Task goal:
Beginning with the line where "Task: the component shall indicate the man with" appears, repeat every remaining line of the entries exactly, the last line included.

Data in this exercise:
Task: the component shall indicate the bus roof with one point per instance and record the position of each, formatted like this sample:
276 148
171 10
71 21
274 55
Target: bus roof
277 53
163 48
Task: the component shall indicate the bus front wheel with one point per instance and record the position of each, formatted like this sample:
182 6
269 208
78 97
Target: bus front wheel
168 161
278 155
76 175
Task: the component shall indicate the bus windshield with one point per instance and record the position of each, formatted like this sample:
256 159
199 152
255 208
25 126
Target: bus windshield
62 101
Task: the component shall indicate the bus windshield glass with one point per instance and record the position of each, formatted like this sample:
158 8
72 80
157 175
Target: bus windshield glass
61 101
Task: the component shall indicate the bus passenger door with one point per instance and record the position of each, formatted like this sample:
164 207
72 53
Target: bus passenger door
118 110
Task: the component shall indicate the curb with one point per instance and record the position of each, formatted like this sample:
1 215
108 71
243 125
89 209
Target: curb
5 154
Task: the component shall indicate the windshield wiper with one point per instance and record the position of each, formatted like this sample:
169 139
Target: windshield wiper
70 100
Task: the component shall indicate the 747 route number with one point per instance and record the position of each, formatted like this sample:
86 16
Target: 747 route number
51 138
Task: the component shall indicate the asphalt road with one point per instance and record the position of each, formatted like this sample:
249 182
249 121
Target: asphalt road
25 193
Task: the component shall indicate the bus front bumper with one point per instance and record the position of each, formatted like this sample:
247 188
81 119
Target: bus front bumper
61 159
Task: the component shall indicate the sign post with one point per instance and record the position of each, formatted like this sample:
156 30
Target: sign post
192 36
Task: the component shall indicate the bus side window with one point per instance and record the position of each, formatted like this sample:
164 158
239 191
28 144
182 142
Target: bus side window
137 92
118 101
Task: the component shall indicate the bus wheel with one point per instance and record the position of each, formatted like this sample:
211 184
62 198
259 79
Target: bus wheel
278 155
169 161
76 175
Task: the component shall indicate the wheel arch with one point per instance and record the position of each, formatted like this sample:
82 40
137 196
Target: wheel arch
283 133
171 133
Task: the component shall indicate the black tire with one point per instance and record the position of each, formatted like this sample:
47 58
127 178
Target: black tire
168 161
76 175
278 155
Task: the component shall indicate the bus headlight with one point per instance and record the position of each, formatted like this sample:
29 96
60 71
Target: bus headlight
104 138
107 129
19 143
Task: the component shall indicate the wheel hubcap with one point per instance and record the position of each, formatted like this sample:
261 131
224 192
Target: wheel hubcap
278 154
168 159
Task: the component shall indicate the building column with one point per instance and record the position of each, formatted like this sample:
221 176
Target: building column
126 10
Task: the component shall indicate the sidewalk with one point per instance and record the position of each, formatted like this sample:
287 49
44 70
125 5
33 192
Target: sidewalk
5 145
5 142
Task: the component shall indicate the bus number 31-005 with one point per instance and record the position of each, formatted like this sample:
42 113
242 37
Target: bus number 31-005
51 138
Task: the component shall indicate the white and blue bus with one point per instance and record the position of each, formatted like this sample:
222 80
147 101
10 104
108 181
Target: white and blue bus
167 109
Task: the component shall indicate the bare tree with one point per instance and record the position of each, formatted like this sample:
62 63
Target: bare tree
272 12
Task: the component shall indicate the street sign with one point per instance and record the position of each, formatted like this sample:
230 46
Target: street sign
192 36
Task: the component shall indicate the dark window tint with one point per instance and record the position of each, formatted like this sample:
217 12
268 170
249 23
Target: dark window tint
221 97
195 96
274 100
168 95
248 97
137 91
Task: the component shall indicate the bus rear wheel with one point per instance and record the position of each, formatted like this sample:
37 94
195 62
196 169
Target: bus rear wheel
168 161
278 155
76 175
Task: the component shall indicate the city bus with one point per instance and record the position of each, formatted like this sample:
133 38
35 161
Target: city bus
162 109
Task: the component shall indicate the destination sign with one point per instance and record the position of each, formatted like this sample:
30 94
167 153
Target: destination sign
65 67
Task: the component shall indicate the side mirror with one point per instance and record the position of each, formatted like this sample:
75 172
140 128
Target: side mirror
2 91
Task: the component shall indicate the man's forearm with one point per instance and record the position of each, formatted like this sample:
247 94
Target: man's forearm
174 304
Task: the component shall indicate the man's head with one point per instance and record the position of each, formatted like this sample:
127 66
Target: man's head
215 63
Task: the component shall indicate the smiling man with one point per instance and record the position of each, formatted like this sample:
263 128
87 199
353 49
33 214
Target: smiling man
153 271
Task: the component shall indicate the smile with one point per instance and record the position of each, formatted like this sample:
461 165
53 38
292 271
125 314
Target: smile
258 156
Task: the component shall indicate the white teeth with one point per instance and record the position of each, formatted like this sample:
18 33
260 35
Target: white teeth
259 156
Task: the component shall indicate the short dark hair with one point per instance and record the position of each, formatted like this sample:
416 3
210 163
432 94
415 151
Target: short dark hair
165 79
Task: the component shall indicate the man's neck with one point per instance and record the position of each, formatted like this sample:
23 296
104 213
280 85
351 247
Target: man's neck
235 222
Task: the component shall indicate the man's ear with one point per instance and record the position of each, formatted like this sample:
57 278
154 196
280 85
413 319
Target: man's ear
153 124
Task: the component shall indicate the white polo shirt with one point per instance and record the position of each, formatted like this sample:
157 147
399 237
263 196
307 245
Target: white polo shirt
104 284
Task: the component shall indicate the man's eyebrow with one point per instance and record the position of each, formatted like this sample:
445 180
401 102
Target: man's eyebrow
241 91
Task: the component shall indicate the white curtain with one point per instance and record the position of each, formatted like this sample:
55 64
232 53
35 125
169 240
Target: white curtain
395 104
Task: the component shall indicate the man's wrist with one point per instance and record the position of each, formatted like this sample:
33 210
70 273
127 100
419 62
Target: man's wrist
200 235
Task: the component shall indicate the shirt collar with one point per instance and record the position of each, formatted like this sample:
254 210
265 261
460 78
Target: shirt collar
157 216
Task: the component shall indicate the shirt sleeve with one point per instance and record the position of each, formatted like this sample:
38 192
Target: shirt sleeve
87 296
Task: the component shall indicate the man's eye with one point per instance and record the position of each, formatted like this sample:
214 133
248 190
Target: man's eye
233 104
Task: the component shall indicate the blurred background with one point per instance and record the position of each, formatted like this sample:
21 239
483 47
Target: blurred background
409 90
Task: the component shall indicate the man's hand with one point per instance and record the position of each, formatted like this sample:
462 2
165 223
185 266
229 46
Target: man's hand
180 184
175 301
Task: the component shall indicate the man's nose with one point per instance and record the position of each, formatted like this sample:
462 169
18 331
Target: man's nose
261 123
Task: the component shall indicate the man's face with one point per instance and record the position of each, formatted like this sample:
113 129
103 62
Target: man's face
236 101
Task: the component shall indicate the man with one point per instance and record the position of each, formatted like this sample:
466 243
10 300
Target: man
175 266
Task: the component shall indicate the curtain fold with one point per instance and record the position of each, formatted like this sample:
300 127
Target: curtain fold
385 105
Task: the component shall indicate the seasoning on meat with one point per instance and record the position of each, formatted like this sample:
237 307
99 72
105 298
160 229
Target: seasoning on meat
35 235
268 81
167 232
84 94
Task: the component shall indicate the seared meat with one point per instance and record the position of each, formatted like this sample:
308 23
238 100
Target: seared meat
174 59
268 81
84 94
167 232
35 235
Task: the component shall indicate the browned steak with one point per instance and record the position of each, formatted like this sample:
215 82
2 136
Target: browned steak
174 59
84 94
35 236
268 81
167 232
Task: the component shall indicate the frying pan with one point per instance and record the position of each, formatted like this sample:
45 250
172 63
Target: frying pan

Solution for this task:
Task: the component shall indicate the man with one point per instance and record the position of each, formatted like this sample:
466 243
10 300
Target: man
175 266
Task: the component shall indicate the curtain fold with one point per instance and record the position of each, formatted like this sample:
300 127
Target: curtain fold
385 105
Task: the component shall indicate the seasoning on meat with one point per instance and record the position of each, formatted like this sample:
237 307
99 72
105 298
160 229
Target: seasoning on meat
35 235
268 81
167 232
84 94
Task: the component shall indicate the seared meat with one point per instance and record the position of each, formatted like this sample:
308 23
238 100
Target: seared meat
174 59
268 81
84 94
167 232
35 235
Task: the component shall indicate the browned steak with one point per instance and record the position of each, formatted like this sample:
215 82
2 136
Target: browned steak
174 59
84 94
35 236
268 81
167 232
Task: the component shall indicate the frying pan with one point per instance and record the position of each, formatted like this sample:
45 250
172 63
Target: frying pan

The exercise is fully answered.